▽

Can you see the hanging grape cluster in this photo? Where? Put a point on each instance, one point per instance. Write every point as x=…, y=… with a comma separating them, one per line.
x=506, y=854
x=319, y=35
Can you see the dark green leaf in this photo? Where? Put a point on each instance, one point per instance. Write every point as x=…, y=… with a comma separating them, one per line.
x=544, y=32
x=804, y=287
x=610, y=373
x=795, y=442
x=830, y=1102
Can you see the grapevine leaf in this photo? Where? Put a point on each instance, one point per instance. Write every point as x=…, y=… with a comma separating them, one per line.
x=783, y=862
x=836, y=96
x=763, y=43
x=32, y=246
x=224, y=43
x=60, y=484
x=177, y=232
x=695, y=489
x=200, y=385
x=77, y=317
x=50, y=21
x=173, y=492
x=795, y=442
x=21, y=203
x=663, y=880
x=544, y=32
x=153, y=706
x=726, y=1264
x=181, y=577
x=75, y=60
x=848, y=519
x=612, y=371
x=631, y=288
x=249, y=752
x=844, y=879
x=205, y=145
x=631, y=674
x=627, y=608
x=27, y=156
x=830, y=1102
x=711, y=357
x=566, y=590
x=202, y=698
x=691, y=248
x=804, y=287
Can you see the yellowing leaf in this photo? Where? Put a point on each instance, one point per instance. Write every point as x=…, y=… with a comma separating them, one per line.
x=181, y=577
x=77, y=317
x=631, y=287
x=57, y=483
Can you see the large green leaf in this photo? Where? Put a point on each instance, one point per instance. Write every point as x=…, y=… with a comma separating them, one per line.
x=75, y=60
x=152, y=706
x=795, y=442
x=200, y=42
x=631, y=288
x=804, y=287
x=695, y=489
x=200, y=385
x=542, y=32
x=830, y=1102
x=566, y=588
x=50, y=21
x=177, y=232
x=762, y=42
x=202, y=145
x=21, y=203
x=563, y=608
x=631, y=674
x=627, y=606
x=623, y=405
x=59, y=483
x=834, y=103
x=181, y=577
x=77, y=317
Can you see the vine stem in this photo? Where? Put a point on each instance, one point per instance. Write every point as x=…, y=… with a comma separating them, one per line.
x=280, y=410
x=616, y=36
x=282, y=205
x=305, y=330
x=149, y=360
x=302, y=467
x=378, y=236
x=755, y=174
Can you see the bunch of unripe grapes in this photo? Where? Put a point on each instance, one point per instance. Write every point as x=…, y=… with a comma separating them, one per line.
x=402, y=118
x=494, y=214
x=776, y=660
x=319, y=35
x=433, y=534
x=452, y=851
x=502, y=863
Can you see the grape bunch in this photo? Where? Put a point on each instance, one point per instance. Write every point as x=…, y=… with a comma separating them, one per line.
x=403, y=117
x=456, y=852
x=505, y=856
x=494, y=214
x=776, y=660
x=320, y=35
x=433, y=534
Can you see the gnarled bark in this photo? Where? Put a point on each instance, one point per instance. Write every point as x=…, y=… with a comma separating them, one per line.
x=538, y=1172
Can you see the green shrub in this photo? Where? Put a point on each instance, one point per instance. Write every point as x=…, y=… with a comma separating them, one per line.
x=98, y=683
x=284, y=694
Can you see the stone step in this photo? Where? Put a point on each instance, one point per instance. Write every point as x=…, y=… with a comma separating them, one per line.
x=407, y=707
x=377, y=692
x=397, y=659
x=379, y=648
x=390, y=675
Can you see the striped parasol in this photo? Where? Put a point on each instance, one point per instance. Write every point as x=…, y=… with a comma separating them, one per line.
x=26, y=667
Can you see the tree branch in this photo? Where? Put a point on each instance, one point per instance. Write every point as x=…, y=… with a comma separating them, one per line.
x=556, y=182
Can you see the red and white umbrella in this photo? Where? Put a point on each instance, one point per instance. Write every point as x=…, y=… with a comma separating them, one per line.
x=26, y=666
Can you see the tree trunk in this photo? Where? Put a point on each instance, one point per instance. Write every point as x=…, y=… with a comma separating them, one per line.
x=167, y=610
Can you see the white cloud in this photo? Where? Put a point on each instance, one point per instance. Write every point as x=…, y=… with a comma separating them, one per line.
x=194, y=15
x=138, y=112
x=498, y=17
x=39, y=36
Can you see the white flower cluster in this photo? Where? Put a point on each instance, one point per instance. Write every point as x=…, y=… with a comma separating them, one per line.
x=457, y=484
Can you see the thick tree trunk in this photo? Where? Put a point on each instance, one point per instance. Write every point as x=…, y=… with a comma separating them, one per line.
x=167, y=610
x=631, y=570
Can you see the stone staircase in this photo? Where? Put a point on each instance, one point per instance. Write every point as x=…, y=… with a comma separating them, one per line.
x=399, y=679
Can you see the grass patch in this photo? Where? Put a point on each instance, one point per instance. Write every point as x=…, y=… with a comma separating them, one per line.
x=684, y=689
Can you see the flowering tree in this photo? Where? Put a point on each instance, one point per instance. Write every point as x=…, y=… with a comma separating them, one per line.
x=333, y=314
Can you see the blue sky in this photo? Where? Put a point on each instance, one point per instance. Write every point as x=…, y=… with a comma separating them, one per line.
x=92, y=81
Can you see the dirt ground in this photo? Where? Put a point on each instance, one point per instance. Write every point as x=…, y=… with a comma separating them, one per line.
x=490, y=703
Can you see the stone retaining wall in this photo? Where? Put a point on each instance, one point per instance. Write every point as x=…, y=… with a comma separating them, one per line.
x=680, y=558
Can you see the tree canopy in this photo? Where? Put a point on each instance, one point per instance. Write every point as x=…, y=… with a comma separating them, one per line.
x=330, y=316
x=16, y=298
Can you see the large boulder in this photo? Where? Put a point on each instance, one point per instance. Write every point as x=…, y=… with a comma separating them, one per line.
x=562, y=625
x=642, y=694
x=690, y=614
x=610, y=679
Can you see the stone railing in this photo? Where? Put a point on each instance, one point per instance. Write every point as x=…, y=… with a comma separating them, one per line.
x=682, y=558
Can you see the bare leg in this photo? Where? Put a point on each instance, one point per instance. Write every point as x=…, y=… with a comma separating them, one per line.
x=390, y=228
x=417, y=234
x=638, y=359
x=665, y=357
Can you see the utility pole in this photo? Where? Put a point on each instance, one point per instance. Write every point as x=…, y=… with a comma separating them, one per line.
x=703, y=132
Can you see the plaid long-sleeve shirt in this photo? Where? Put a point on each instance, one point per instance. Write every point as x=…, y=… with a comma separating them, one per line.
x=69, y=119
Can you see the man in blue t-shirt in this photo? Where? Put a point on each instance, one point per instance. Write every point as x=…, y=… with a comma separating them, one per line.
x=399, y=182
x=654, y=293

△

**PROBLEM DETAILS**:
Repeat all the entries word for word.

**COMPLETE RESPONSE**:
Can you see the hanging grape cluster in this photo? Where? Put a point on each instance, one point per instance. Write every point as x=…, y=… with a comma separating them, one per line.
x=506, y=854
x=319, y=35
Can you see the dark green leaf in this photo? Where? Put a point on each instance, one point per instance. Write every point as x=…, y=… with a comma separating them, one per line.
x=544, y=32
x=804, y=287
x=610, y=373
x=795, y=442
x=830, y=1102
Can you see the grapevine leaf in this photo? Where? Put a point on each instance, one point per instance. Write every point as x=…, y=… with a comma separating them, one per line.
x=783, y=862
x=836, y=96
x=763, y=43
x=32, y=246
x=224, y=43
x=60, y=484
x=177, y=232
x=695, y=489
x=200, y=385
x=77, y=317
x=50, y=21
x=173, y=492
x=795, y=442
x=21, y=203
x=663, y=880
x=544, y=32
x=153, y=706
x=726, y=1264
x=181, y=577
x=75, y=60
x=848, y=519
x=612, y=371
x=631, y=288
x=249, y=752
x=844, y=879
x=205, y=145
x=631, y=674
x=627, y=608
x=27, y=156
x=830, y=1102
x=711, y=357
x=566, y=590
x=202, y=698
x=691, y=248
x=804, y=287
Can you see the yellowing leaf in this photo? Where? Put a point on each instance, one point per instance. Write every point as x=…, y=… with a comma separating them, one per line.
x=181, y=577
x=77, y=317
x=631, y=287
x=57, y=483
Can you see the large green leaf in this photo? Where? Put a point on each instance, one point per instance. Write every point as x=…, y=… with a comma separating them, one per line.
x=75, y=60
x=152, y=706
x=795, y=442
x=200, y=42
x=631, y=288
x=804, y=287
x=695, y=489
x=200, y=385
x=542, y=32
x=830, y=1102
x=566, y=588
x=50, y=21
x=177, y=232
x=762, y=42
x=202, y=145
x=21, y=203
x=563, y=608
x=631, y=674
x=627, y=606
x=623, y=405
x=59, y=483
x=834, y=103
x=181, y=577
x=77, y=317
Can you see the vine stem in this photo? Where? Put a point on each instance, one point per instance. Write every point as x=…, y=… with a comma separating them, one per line.
x=280, y=410
x=616, y=36
x=282, y=205
x=305, y=330
x=149, y=360
x=302, y=467
x=378, y=236
x=755, y=174
Can you see the bunch of unripe grapes in this photo? Where? Put a point on each instance, one point per instance. Write every point as x=…, y=… with a comma separating them, one per line.
x=402, y=118
x=494, y=214
x=776, y=660
x=319, y=35
x=433, y=534
x=452, y=851
x=502, y=863
Can you see the grape bunch in this photo? Where? Put a point on each instance, one point per instance. Write every point as x=…, y=… with a comma separating them, one per line.
x=403, y=117
x=456, y=852
x=505, y=856
x=494, y=214
x=776, y=660
x=320, y=35
x=433, y=534
Can you see the gnarled bark in this photo? Where? Put a point on each instance, one point per instance. Write every point as x=…, y=… with a comma separating them, one per line.
x=538, y=1172
Can you see the green shrub in this photo? Where? Put a point on each instance, one point per instance. Write every point as x=…, y=… with a comma separating them, one per line.
x=98, y=683
x=284, y=694
Can you see the stone step in this photo? Where? Put a point on each instance, one point per instance. Write every point as x=…, y=… with a comma separating them, one per line.
x=407, y=707
x=377, y=692
x=397, y=659
x=379, y=648
x=390, y=675
Can you see the striped parasol in this photo? Where? Put a point on each instance, one point per instance. Write every point as x=…, y=… with a comma separating them, one per line.
x=26, y=667
Can you see the tree branch in this photo? Where? Put a point on each instance, one point per instance. Write every point as x=…, y=… with a comma separating them, one per line.
x=556, y=182
Can you see the red and white umbrella in this photo? Where? Put a point on each instance, one point per instance. Write every point as x=…, y=… with a comma separating them, one per line.
x=26, y=666
Can you see the tree trunk in this photo? Where? Put a point on each instance, one point per instance. Write every point as x=…, y=… with a comma separating them, one per line.
x=167, y=610
Can you see the white cloud in this photo? Where? Put a point on each instance, one point per instance. Write every point as x=…, y=… with a comma separating them, one per line.
x=194, y=15
x=138, y=112
x=498, y=17
x=39, y=36
Can you see the white flower cluster in this photo? Where? Put a point on each instance, one point per instance. Write every point as x=…, y=… with a comma separating them, one per line.
x=457, y=484
Can you see the thick tree trunk in this photo? Where? Put a point on each instance, one point per instance. Write every point as x=…, y=… with a comma separating them, one per line.
x=167, y=610
x=631, y=570
Can you see the stone staircase in this photo? Where? Put a point on each instance, one point per instance. Write every point as x=…, y=… with a comma separating them, one per line.
x=399, y=679
Can you see the grass patch in this photo? Where? Put a point on each instance, one point per instance. Write every point as x=…, y=… with a comma separating them, one per line.
x=684, y=689
Can you see the flowering tree in this photo? Where? Put a point on each instance, one point per instance. Write every point as x=…, y=… with a comma separating them, one per line.
x=333, y=314
Can you see the blue sky in this photo? Where? Put a point on each instance, one point per instance. Write every point as x=…, y=… with a comma separating them, one per line.
x=92, y=81
Can you see the dirt ground in this photo? Where? Put a point on each instance, one point per instance. Write every point as x=…, y=… with a comma separating them, one per line.
x=490, y=703
Can you see the stone retaining wall in this photo? Where? Put a point on each instance, one point per instance. Write every point as x=…, y=… with a comma separating them, one per line.
x=680, y=558
Can you see the tree canopy in this photo? Where? Put a point on each instance, one point per instance. Write every point as x=…, y=… with a comma separating them, one per line.
x=330, y=316
x=16, y=298
Can you see the large boulder in this photo? Where? Put a point on each instance, one point per instance. Write every point as x=…, y=… with a comma separating them, one per line.
x=562, y=625
x=642, y=694
x=690, y=614
x=610, y=679
Can you see the stone railing in this photo? Where? Put a point on each instance, one point per instance. Write every point as x=…, y=… with a comma separating them, one per line.
x=682, y=558
Can you see the bare leg in this photo? Where? Put a point on each instance, one point per instance. Write every point as x=…, y=… with a comma separating them, one per line.
x=390, y=228
x=417, y=234
x=638, y=359
x=665, y=357
Can you see the utility pole in this photo? Where? Put a point on each instance, one point per instance. Write every point as x=…, y=… with a comma separating them, one per line.
x=703, y=132
Can you see the plaid long-sleeve shirt in this photo? Where? Put a point on each instance, one point per instance. Write every point as x=…, y=… with a comma separating them, one per line.
x=69, y=119
Can you see the man in blue t-shirt in this photo? Where? Put a point on each instance, one point per instance. Write every point as x=…, y=… with a comma separating them, one per line.
x=399, y=182
x=654, y=293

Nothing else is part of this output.